__RECORDS PROVIDED__
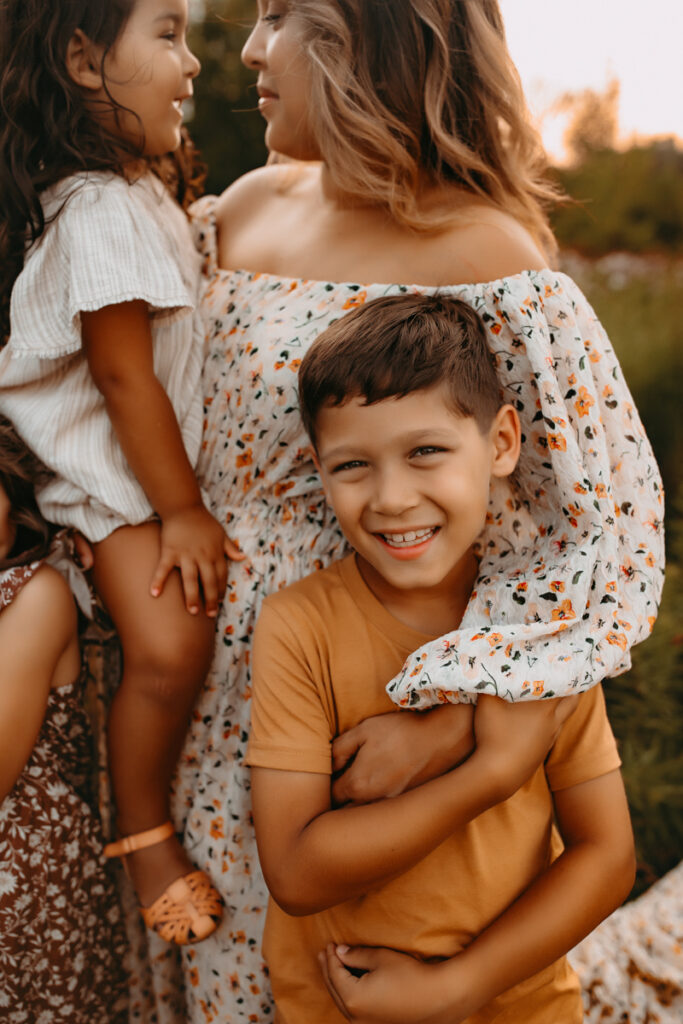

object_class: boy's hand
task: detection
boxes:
[474,694,579,801]
[151,505,245,618]
[332,705,474,807]
[318,943,476,1024]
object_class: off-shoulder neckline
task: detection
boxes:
[206,263,570,292]
[189,196,571,291]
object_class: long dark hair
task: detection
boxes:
[0,0,204,347]
[0,416,52,569]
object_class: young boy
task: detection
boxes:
[248,294,634,1024]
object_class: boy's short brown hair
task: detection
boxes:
[299,293,503,447]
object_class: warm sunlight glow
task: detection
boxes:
[500,0,683,159]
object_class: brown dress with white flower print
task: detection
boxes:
[0,562,128,1024]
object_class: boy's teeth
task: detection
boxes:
[381,526,436,548]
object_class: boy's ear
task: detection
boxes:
[490,406,521,476]
[67,29,103,91]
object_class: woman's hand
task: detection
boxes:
[151,505,245,618]
[332,705,474,806]
[318,943,481,1024]
[474,694,579,801]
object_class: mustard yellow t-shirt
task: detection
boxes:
[247,555,620,1024]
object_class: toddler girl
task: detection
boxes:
[0,418,127,1024]
[0,0,240,943]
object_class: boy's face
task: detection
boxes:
[316,387,519,596]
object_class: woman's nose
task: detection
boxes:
[241,25,265,71]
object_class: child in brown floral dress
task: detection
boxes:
[0,420,127,1024]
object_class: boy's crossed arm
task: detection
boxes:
[319,770,635,1024]
[252,696,573,915]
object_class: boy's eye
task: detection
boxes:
[332,459,366,473]
[411,444,445,458]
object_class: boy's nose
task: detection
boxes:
[371,471,419,516]
[184,44,202,78]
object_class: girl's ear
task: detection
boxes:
[490,406,521,476]
[67,29,103,91]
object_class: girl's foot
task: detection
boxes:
[104,821,223,945]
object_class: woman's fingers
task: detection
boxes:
[223,535,247,562]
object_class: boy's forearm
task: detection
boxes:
[262,754,508,914]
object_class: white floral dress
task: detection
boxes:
[122,197,664,1024]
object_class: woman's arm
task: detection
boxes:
[252,696,572,914]
[0,565,80,800]
[81,301,243,615]
[321,771,635,1024]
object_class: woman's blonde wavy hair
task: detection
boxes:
[290,0,557,254]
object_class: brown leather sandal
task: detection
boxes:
[104,821,223,946]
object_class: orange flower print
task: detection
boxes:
[209,816,224,839]
[607,631,629,650]
[342,292,368,309]
[573,387,595,416]
[551,598,575,622]
[548,434,567,452]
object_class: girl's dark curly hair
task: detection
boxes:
[0,0,201,347]
[0,416,52,569]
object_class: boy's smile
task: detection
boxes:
[316,387,518,632]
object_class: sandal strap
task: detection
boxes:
[103,821,175,857]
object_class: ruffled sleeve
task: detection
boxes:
[387,270,664,709]
[10,174,197,358]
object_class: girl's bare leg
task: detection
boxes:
[93,522,214,906]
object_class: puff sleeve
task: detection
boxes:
[10,175,196,358]
[387,270,664,709]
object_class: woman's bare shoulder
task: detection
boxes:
[442,205,548,284]
[216,163,317,229]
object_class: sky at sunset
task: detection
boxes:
[500,0,683,157]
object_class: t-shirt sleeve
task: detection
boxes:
[10,178,195,358]
[546,686,622,792]
[247,595,334,775]
[387,270,664,709]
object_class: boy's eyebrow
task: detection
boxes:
[155,10,182,25]
[318,427,454,459]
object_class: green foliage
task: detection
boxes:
[552,139,683,256]
[189,0,267,195]
[605,487,683,895]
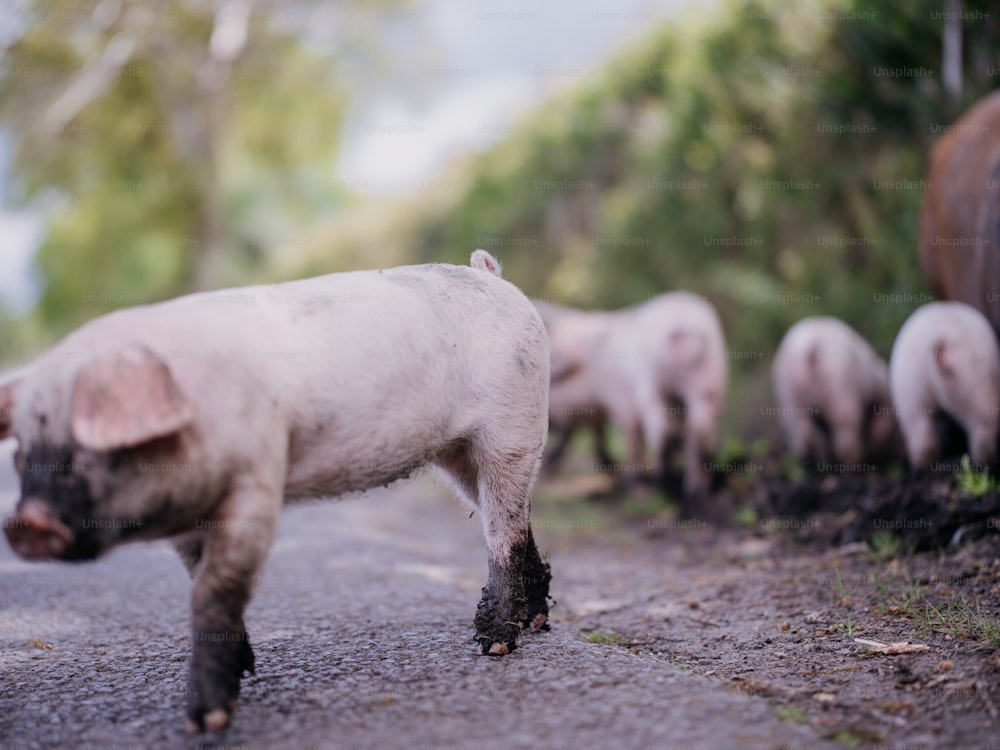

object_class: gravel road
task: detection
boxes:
[0,446,836,750]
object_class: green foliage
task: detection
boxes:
[281,0,1000,400]
[955,455,997,497]
[0,0,402,333]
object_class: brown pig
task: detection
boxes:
[889,302,1000,470]
[920,91,1000,332]
[0,250,550,731]
[771,316,899,469]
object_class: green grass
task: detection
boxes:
[871,531,903,560]
[919,594,1000,648]
[955,455,997,497]
[774,706,809,724]
[833,566,857,636]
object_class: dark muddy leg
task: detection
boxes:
[174,538,257,675]
[475,450,549,656]
[475,538,528,656]
[181,490,281,732]
[524,528,552,631]
[591,422,615,471]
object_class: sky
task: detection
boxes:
[0,0,692,311]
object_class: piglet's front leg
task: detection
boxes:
[187,494,281,732]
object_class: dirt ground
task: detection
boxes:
[534,456,1000,750]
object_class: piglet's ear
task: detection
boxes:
[934,338,952,377]
[71,344,194,451]
[0,378,21,440]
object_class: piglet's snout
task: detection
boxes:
[3,500,73,560]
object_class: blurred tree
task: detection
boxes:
[284,0,1000,424]
[0,0,410,329]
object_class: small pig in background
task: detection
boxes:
[0,250,551,731]
[532,299,617,474]
[889,302,1000,471]
[536,292,727,500]
[771,316,901,465]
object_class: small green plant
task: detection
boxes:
[729,505,760,529]
[778,453,808,482]
[774,706,809,724]
[832,566,857,636]
[955,454,997,497]
[871,530,903,560]
[920,594,1000,648]
[587,630,628,646]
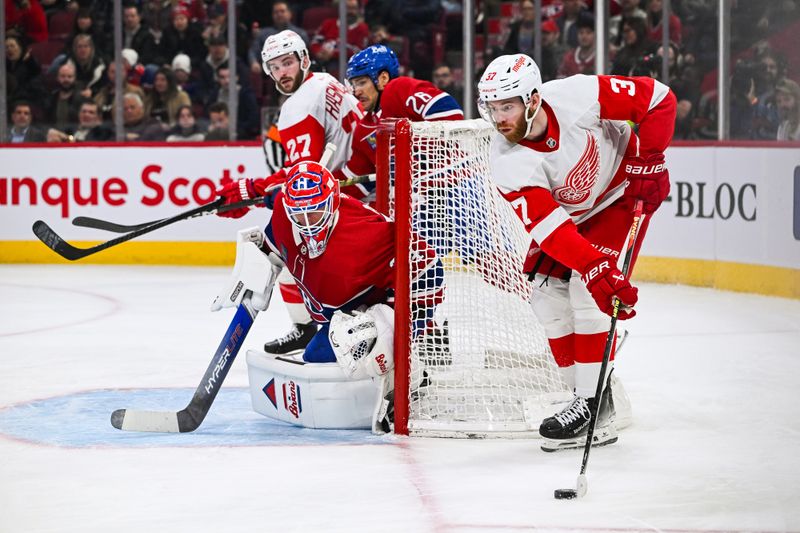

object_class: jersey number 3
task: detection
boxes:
[608,78,636,96]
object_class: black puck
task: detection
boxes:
[553,489,578,500]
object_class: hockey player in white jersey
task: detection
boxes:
[478,54,676,451]
[217,30,363,355]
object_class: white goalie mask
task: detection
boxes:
[478,54,542,136]
[328,304,394,379]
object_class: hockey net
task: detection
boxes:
[376,120,571,437]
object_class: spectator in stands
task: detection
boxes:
[247,0,309,74]
[369,24,404,57]
[647,0,683,46]
[611,17,652,76]
[210,65,261,140]
[122,93,167,141]
[160,5,208,68]
[167,105,206,142]
[64,7,111,58]
[431,63,464,109]
[539,19,567,81]
[206,102,230,141]
[5,33,44,109]
[203,3,250,60]
[555,0,594,48]
[122,4,158,66]
[70,33,106,94]
[775,79,800,141]
[502,0,536,57]
[730,61,758,139]
[3,0,48,43]
[309,0,369,77]
[8,100,47,143]
[144,67,192,128]
[45,60,87,130]
[558,13,595,78]
[172,54,204,105]
[608,0,647,47]
[200,36,238,98]
[140,0,173,42]
[382,0,443,80]
[47,100,114,143]
[94,62,144,121]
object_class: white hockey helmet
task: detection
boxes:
[478,54,542,133]
[261,30,311,92]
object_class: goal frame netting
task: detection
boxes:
[376,119,571,438]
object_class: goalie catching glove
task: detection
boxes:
[328,304,394,379]
[622,154,669,215]
[581,256,639,320]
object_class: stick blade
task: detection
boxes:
[33,220,86,261]
[111,409,181,433]
[553,489,578,500]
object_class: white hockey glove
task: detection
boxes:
[328,304,394,379]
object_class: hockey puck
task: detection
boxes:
[553,489,578,500]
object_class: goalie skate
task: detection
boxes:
[539,380,617,452]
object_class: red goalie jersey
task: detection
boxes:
[490,75,676,272]
[264,194,444,323]
[335,76,464,187]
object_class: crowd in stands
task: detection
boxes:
[4,0,800,142]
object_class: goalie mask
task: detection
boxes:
[283,161,340,259]
[478,54,542,137]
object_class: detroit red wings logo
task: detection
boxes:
[553,131,600,205]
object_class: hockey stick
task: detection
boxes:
[554,200,645,500]
[72,196,276,233]
[33,198,264,261]
[72,174,375,233]
[111,291,258,433]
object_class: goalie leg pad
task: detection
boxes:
[247,350,385,429]
[328,304,394,379]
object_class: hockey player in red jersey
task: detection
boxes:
[212,30,362,354]
[478,54,676,451]
[262,162,444,363]
[334,44,464,189]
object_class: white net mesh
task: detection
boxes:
[389,120,568,437]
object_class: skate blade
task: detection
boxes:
[541,426,619,453]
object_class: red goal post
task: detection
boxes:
[376,119,571,437]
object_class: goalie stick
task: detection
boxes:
[553,200,645,500]
[111,291,258,433]
[33,198,264,261]
[72,174,375,233]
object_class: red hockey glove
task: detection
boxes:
[217,178,257,218]
[217,169,286,218]
[581,256,639,320]
[622,154,669,215]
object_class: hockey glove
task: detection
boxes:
[581,256,639,320]
[217,169,286,218]
[217,178,256,218]
[622,154,669,215]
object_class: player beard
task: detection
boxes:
[279,70,303,94]
[497,114,528,144]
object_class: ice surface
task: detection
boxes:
[0,264,800,533]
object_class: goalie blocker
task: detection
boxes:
[247,304,394,433]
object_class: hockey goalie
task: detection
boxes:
[228,162,444,432]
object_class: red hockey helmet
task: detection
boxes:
[283,161,340,259]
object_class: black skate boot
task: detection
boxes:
[539,380,617,452]
[416,321,452,366]
[264,322,317,355]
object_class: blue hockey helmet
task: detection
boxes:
[345,44,400,85]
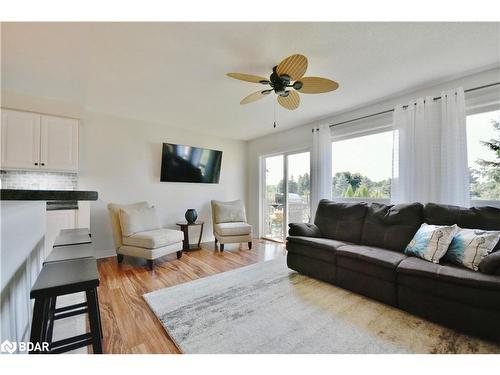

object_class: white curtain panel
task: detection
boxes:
[441,88,470,207]
[311,125,332,221]
[391,89,469,206]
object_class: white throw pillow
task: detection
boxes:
[444,228,500,271]
[404,223,458,263]
[120,207,160,237]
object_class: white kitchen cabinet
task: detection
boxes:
[1,109,78,171]
[1,109,41,169]
[40,115,78,171]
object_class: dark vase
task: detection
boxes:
[184,208,198,224]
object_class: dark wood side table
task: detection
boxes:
[176,221,205,251]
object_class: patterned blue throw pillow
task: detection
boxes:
[445,228,500,271]
[404,223,458,263]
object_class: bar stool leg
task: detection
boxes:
[45,296,57,345]
[29,297,48,354]
[86,289,102,354]
[95,291,104,339]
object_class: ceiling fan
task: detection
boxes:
[227,55,339,110]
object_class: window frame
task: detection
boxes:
[465,100,500,208]
[259,147,313,243]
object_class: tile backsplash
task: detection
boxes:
[0,170,78,190]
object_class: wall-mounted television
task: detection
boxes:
[160,143,222,184]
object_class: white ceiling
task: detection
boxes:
[2,23,500,140]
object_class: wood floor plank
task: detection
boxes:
[98,239,285,354]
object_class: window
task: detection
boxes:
[261,151,311,241]
[467,110,500,204]
[332,131,393,200]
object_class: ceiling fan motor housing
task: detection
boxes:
[269,67,290,95]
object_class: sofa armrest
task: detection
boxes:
[288,223,321,237]
[479,250,500,275]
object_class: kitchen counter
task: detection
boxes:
[0,189,98,201]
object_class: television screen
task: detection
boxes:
[160,143,222,184]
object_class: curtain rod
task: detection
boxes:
[324,82,500,131]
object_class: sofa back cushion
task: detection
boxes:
[424,203,500,251]
[361,203,424,252]
[314,199,367,244]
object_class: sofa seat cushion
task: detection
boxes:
[286,236,346,263]
[214,222,252,236]
[397,257,500,291]
[397,257,500,310]
[123,228,184,249]
[361,203,423,252]
[336,245,406,283]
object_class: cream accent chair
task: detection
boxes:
[211,200,252,251]
[108,202,184,270]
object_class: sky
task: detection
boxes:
[266,110,500,185]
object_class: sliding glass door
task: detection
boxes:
[261,151,311,242]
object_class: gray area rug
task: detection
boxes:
[144,258,500,353]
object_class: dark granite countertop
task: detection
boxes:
[0,189,98,201]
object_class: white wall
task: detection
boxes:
[79,113,246,256]
[247,68,500,234]
[2,92,246,256]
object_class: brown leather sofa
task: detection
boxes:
[286,200,500,341]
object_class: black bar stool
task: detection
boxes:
[30,257,102,354]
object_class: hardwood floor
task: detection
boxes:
[98,239,286,353]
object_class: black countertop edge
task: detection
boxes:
[0,189,98,201]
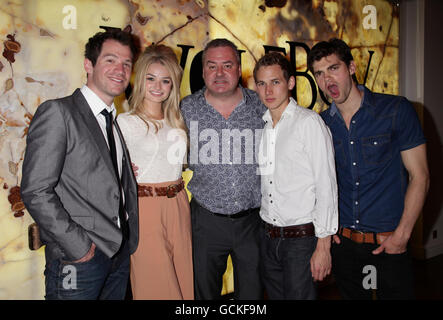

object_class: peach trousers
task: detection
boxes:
[131,179,194,300]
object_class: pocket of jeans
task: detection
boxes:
[361,133,392,165]
[71,216,95,230]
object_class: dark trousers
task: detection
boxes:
[260,228,317,300]
[331,236,414,300]
[191,199,263,300]
[45,241,129,300]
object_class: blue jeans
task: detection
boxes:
[331,236,415,300]
[45,241,129,300]
[260,229,317,300]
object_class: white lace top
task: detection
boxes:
[117,113,186,183]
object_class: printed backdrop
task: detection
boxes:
[0,0,400,299]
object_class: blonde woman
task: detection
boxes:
[117,45,194,300]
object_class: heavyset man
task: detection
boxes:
[181,39,265,300]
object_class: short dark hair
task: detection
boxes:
[85,29,140,66]
[308,38,354,73]
[254,51,294,81]
[202,38,240,64]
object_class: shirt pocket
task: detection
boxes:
[334,139,346,168]
[361,133,392,165]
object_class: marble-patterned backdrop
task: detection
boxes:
[0,0,399,300]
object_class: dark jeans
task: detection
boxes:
[191,199,263,300]
[331,236,414,300]
[45,241,129,300]
[260,228,317,300]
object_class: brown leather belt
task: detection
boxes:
[137,181,185,198]
[338,227,393,244]
[265,222,315,238]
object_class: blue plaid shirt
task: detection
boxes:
[181,87,266,214]
[321,86,426,232]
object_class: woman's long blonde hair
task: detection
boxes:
[129,44,188,133]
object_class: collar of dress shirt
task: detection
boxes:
[80,85,116,119]
[262,97,298,122]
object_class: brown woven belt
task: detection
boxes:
[338,227,393,244]
[265,222,315,238]
[137,181,185,198]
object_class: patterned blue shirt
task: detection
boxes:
[181,87,266,214]
[321,86,426,232]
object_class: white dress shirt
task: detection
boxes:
[80,85,128,227]
[258,98,338,238]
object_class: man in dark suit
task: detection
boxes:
[21,30,138,299]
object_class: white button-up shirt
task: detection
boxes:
[258,98,338,238]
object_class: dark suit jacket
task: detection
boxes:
[21,89,138,261]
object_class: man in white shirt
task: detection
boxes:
[254,52,338,299]
[21,30,138,300]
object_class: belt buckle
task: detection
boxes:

__PROBLEM REQUIREMENTS__
From the line containing "object_class: black countertop edge" through the end of the entries, quote each line exactly and nothing else, excluding all pictures.

__SOLUTION TO THIS PROBLEM__
object_class: black countertop edge
task: detection
boxes:
[0,189,98,201]

object_class: peach trousers
task: detection
boxes:
[131,179,194,300]
object_class: pocket of jeans
task: detection
boxes:
[361,133,392,165]
[71,216,95,230]
object_class: dark trousers
task: detection
boxes:
[260,228,317,300]
[331,236,414,300]
[191,199,263,300]
[45,241,129,300]
object_class: blue jeans
task: detection
boxes:
[331,236,415,300]
[45,241,129,300]
[260,229,317,300]
object_class: white lace top
task: detection
boxes:
[117,113,186,183]
object_class: printed backdrop
task: detection
boxes:
[0,0,400,299]
object_class: blonde woman
task: detection
boxes:
[117,45,194,300]
object_class: heavyset man
task: detection
boxes:
[181,39,265,300]
object_class: short dark hair
task: detection
boxes:
[85,29,140,66]
[308,38,354,73]
[254,51,294,81]
[202,38,240,64]
object_class: shirt pocket
task: detection
boxes:
[334,139,346,168]
[361,133,392,165]
object_class: marble-patterned backdrop
task: detection
boxes:
[0,0,399,300]
object_class: dark jeans
task: detection
boxes:
[191,199,263,300]
[331,236,414,300]
[45,241,129,300]
[260,228,317,300]
object_class: brown leather belt
task: detection
boxes:
[137,181,185,198]
[338,227,393,244]
[265,222,315,238]
object_class: blue plaid shirt
task: detection
boxes:
[181,87,266,214]
[321,86,426,232]
object_class: woman's long blonde hair
task: detection
boxes:
[129,44,188,133]
object_class: collar of dress shirt
task: detection
boxes:
[80,85,116,119]
[262,97,298,122]
object_class: brown woven belt
task: detection
boxes:
[338,227,393,244]
[265,222,315,238]
[137,181,185,198]
object_class: patterned blue shirt
task: detection
boxes:
[181,87,266,214]
[321,86,426,232]
object_class: white dress shirt
task: detection
boxes:
[80,85,128,227]
[258,98,338,238]
object_class: man in dark suit
task: detection
boxes:
[21,30,138,299]
object_class: white button-up shirt
task: detection
boxes:
[258,98,338,238]
object_class: dark suit jacket
task: detection
boxes:
[21,89,138,261]
object_class: man in white shirt
task: detection
boxes:
[254,52,338,299]
[21,30,138,300]
object_class: belt buckle
task: detection
boxes:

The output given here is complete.